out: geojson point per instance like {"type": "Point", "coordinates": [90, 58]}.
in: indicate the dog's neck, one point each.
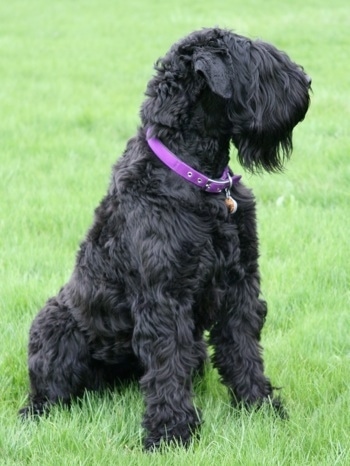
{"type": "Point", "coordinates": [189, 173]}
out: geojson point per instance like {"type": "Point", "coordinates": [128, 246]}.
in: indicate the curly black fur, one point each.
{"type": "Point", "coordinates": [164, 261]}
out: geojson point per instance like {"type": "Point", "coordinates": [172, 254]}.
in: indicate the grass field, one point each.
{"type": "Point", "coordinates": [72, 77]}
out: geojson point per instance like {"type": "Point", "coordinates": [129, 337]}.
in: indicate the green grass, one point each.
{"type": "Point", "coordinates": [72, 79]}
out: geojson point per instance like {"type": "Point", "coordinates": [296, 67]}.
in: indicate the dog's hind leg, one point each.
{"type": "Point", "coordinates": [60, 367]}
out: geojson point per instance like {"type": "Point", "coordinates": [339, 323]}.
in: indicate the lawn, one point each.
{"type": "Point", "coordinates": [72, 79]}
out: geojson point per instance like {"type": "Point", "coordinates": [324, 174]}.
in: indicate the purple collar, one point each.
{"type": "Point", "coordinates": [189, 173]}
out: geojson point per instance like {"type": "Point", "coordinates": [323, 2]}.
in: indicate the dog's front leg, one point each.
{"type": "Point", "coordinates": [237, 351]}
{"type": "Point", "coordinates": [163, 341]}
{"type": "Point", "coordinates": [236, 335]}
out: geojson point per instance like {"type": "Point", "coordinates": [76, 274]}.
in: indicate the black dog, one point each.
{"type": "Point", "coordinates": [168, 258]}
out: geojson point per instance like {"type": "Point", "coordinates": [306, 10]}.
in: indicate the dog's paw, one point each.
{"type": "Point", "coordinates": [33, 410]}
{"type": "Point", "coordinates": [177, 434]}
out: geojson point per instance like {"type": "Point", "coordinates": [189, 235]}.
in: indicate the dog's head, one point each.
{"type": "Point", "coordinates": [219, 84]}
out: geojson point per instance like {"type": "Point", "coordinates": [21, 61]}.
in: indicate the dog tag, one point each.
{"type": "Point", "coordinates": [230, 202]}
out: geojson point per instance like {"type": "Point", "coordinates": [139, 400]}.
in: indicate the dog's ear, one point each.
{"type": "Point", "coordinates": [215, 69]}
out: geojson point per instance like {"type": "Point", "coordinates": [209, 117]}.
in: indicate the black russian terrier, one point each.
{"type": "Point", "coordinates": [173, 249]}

########################################

* **OBJECTIVE**
Transcribe the entries above verbatim, omitting their pictures.

* **SOLUTION TO THIS PROBLEM**
out: geojson point per instance like {"type": "Point", "coordinates": [90, 58]}.
in: indicate the dog's neck, one point each.
{"type": "Point", "coordinates": [189, 173]}
out: geojson point per instance like {"type": "Point", "coordinates": [128, 246]}.
in: indicate the curly black fur, one point each.
{"type": "Point", "coordinates": [164, 261]}
out: geojson point per instance like {"type": "Point", "coordinates": [172, 254]}.
in: indicate the grass field, one point each.
{"type": "Point", "coordinates": [72, 77]}
out: geojson point per instance like {"type": "Point", "coordinates": [129, 337]}.
in: indicate the green grass, one point each.
{"type": "Point", "coordinates": [72, 79]}
out: geojson point per instance like {"type": "Point", "coordinates": [296, 67]}.
in: indicate the dog's hind leg, one point each.
{"type": "Point", "coordinates": [60, 367]}
out: geojson point per instance like {"type": "Point", "coordinates": [339, 323]}.
in: indicate the lawn, one point each.
{"type": "Point", "coordinates": [72, 79]}
out: geojson point per instance like {"type": "Point", "coordinates": [324, 174]}.
in: indicate the purple collar, one point each.
{"type": "Point", "coordinates": [189, 173]}
out: geojson point per instance like {"type": "Point", "coordinates": [323, 2]}.
in: indicate the dog's front leg, one point each.
{"type": "Point", "coordinates": [237, 351]}
{"type": "Point", "coordinates": [163, 341]}
{"type": "Point", "coordinates": [236, 335]}
out: geojson point per instance like {"type": "Point", "coordinates": [76, 274]}.
in: indicate the black dog, one point each.
{"type": "Point", "coordinates": [168, 258]}
out: geojson point per instance like {"type": "Point", "coordinates": [306, 10]}.
in: indicate the dog's paw, one point each.
{"type": "Point", "coordinates": [33, 410]}
{"type": "Point", "coordinates": [177, 434]}
out: geojson point per instance like {"type": "Point", "coordinates": [189, 235]}.
in: indicate the dog's head, one point each.
{"type": "Point", "coordinates": [219, 84]}
out: geojson point per instance like {"type": "Point", "coordinates": [21, 61]}.
in: indicate the dog tag, one point each.
{"type": "Point", "coordinates": [230, 202]}
out: geojson point per instance like {"type": "Point", "coordinates": [139, 400]}.
in: indicate the dog's ear, one point each.
{"type": "Point", "coordinates": [215, 69]}
out: geojson point per instance like {"type": "Point", "coordinates": [209, 117]}.
in: indicate the black russian terrier, one point each.
{"type": "Point", "coordinates": [173, 249]}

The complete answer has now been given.